(Source excerpt):

Oddly in “Drama,Romance” and “Crime,Drama” there are TV shows which has seasons above 35 but very few. It becomes more weird where for the same genre types the seasons in-between 25 and 34 are missing. Clearly in the legend also until season 20 there is continuity, but this does not carry on for higher seasons.
ggplot(Ratings,aes(x=fct_infreq(factor(genres)),fill=factor(seasonNumber)))+
geom_bar()+ coord_flip()+labs(fill="Season")+
xlab("Genre")+ylab("Frequency")+
ggtitle("Genre and Seasons")+
scale_y_continuous(breaks=seq(0,375,25),labels=seq(0,375,25))
Genre and Year
Bar plot indicates that after 2014 around 90% of these genre type TV shows have been done. In the top ten category according to the counts of TV shows clearly all of these genres have been active since 1990 to now. Some of them were started in mid 1990s which include the genre types “Action,Crime,Drama”, “Crime,Drama” and “Comedy,Crime,Drama”.

(Given entries):

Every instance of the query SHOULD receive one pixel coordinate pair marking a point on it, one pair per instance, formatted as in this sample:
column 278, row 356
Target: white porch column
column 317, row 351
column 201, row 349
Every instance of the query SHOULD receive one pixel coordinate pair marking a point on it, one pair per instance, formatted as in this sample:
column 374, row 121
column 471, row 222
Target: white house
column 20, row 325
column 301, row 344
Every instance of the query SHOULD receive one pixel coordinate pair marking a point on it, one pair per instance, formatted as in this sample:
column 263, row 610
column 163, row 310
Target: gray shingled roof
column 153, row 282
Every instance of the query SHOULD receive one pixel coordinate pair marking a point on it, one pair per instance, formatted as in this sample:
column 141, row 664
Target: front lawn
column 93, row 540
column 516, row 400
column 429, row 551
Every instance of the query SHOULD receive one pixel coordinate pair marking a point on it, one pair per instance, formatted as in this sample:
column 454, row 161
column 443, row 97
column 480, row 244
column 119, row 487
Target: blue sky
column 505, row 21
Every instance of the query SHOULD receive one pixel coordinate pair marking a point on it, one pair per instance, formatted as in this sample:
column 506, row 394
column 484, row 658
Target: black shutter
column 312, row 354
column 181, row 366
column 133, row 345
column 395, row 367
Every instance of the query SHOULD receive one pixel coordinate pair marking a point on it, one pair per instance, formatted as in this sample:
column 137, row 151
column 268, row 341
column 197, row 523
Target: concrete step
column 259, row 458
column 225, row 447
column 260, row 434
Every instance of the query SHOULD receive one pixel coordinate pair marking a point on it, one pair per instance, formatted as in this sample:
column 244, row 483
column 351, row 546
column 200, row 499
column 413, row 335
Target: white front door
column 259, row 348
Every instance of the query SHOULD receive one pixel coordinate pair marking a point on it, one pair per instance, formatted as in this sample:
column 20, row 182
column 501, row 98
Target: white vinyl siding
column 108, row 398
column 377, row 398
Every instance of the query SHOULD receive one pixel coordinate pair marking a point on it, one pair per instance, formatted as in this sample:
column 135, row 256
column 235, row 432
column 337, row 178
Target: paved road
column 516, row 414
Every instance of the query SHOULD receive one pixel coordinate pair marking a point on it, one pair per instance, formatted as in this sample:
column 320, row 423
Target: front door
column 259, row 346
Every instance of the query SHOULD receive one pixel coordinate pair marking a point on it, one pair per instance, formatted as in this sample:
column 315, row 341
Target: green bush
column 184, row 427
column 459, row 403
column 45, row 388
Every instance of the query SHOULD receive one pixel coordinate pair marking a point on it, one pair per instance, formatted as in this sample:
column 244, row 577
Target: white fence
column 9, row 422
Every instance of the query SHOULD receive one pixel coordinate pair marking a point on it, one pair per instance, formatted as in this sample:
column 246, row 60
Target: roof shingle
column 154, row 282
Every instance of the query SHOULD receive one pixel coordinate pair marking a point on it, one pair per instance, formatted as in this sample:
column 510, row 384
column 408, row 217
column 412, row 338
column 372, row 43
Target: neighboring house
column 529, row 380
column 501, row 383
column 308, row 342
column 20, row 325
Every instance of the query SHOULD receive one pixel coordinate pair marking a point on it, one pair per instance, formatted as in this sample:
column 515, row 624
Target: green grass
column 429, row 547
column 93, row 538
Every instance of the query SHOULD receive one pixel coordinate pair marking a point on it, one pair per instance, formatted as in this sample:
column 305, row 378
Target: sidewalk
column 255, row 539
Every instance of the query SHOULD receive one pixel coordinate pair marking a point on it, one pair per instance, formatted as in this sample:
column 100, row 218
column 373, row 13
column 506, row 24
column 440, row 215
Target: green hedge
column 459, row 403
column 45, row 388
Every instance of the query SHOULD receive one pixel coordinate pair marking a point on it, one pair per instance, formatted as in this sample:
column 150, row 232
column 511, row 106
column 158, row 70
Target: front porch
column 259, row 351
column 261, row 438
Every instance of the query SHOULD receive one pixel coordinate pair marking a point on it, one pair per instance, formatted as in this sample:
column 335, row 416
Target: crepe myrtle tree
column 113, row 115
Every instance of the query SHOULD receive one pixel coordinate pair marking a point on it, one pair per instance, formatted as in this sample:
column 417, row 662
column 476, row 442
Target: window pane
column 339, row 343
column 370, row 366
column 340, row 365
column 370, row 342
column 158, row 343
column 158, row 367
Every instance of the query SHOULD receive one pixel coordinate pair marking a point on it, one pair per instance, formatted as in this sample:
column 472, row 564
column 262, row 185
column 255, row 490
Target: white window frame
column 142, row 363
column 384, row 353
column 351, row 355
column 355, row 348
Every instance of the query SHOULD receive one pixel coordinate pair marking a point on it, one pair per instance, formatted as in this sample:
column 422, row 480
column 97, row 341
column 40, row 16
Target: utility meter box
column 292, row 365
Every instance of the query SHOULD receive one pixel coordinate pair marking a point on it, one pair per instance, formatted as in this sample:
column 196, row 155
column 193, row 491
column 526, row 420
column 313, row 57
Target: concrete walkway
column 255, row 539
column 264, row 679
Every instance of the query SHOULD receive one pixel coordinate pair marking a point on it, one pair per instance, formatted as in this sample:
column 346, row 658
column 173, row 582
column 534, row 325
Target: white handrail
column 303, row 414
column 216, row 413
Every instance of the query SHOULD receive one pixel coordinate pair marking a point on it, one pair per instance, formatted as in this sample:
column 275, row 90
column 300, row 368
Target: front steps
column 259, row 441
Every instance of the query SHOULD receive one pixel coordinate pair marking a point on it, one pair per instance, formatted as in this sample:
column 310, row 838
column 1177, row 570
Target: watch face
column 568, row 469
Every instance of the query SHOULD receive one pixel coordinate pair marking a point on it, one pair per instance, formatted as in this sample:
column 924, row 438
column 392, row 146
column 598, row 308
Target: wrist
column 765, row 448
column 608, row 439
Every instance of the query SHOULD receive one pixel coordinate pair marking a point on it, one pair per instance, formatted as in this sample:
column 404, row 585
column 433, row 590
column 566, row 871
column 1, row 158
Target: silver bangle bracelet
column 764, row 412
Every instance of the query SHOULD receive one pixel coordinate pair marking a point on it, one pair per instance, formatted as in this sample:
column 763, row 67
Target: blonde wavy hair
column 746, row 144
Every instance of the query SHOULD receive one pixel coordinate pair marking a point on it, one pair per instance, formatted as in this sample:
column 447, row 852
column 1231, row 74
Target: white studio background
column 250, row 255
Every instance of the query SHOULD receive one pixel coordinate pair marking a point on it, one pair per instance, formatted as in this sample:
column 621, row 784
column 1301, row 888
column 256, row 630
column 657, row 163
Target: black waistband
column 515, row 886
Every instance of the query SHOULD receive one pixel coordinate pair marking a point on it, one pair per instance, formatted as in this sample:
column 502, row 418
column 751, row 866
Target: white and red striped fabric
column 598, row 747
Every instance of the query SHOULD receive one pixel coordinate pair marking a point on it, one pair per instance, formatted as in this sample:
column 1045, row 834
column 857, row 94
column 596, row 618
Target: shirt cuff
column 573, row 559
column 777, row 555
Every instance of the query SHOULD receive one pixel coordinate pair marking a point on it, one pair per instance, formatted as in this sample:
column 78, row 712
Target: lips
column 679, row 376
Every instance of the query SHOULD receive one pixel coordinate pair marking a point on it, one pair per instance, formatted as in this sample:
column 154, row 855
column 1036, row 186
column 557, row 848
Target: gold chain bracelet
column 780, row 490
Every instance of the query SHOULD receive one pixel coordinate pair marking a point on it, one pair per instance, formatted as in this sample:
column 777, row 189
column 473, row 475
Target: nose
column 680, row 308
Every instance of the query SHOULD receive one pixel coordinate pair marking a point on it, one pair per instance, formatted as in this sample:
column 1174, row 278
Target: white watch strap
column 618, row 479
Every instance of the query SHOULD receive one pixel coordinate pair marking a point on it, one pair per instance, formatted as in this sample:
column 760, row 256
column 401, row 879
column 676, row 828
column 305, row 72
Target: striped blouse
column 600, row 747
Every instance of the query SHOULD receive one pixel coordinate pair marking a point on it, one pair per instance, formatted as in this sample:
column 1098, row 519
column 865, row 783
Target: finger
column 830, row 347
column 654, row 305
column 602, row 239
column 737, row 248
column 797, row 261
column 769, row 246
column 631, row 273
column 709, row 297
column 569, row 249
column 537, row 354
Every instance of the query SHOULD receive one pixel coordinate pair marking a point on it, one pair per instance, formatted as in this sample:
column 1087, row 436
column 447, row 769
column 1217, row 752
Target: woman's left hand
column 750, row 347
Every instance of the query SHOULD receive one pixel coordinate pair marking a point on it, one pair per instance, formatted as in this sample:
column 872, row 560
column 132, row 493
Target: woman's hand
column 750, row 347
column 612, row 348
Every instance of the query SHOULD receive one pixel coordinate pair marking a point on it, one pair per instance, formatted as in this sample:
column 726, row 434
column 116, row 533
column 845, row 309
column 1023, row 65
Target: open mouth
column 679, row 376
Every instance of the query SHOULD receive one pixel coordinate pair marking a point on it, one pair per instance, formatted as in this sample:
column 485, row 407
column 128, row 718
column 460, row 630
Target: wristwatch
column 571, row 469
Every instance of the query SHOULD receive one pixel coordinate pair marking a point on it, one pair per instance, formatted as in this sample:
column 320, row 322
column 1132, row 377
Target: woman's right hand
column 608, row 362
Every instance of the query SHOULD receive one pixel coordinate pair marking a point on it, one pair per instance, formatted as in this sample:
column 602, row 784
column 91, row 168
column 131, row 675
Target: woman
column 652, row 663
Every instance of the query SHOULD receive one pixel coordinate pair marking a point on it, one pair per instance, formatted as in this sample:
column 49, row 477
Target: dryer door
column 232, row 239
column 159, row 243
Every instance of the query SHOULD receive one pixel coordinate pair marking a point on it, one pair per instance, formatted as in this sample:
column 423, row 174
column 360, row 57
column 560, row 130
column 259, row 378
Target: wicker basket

(Requirement A): According to the excerpt on TV genres, after which year were around 90% of these genre type TV shows made?
(Requirement B): Summarize the excerpt on TV genres in two sentences.

(Result A): After 2014.

(Result B): In the "Drama,Romance" and "Crime,Drama" genres, a very few TV shows have more than 35 seasons, yet seasons 25 to 34 are missing, and the legend runs continuously only up to season 20. A bar plot shows that around 90% of these genre type shows were made after 2014, and all of the top ten genres have been active from 1990 to now, with some starting in the mid 1990s.